**WRITTEN PROBLEM**
Print, exactly as given, each line of the data from the line containing "Where can the security" up to and including its last line.

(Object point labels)

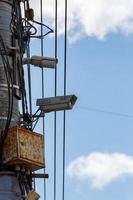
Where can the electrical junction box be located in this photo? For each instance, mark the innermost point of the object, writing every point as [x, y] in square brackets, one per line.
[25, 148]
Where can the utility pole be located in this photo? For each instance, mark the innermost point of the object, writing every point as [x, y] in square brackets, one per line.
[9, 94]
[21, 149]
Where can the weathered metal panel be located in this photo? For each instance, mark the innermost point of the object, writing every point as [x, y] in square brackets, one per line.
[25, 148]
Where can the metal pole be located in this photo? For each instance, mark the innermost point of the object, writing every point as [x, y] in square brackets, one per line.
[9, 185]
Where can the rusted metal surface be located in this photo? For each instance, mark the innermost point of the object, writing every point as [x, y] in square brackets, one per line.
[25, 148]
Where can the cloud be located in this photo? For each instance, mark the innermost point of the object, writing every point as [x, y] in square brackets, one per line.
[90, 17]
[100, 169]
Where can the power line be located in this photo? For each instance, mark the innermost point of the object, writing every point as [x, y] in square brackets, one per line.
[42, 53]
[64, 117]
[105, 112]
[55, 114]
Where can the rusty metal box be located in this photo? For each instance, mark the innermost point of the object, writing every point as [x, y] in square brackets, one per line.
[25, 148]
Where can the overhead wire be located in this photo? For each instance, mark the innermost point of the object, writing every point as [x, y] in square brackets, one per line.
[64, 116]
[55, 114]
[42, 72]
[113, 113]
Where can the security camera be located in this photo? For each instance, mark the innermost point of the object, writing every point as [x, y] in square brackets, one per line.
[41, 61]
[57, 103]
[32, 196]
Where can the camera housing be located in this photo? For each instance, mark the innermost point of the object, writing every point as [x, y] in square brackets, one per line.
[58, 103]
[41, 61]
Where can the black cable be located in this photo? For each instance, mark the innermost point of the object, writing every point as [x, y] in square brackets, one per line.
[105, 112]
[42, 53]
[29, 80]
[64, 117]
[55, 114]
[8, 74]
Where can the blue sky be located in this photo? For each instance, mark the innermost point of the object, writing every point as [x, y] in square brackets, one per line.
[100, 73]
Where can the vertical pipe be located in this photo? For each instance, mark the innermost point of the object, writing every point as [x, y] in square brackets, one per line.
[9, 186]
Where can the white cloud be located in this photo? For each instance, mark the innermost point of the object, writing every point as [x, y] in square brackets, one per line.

**OUTPUT FOR THIS EXERCISE**
Where can the security camera be located in this photo? For each instance, mark the innermost point of the object, writing every point as [x, y] in square brackets, one per line.
[41, 61]
[57, 103]
[32, 196]
Where can the camera housing be located in this photo? For each instance, mark the innermost point of the object, writing every point as [x, y] in square brackets, one per line.
[58, 103]
[41, 61]
Where can the black cable be located in this photo? For each instance, mark the innermost point of the object, writing every point as [x, y] in square brackets, one per line.
[105, 112]
[42, 53]
[29, 80]
[64, 117]
[55, 114]
[8, 74]
Where can the blue sky be located in this photo? For each instance, mark the innermost point of the object, writing every point as [x, y] in square brackets, one per line.
[100, 73]
Where can the vertical pipe be located in this photo? For each instance, mark the innermost point of the object, writing every point as [x, y] in square brackets, one per line.
[9, 186]
Where can the white cloud be located in this photo? For each instance, mark the innermost point of the object, writing every point as [x, y] in square brackets, one per line.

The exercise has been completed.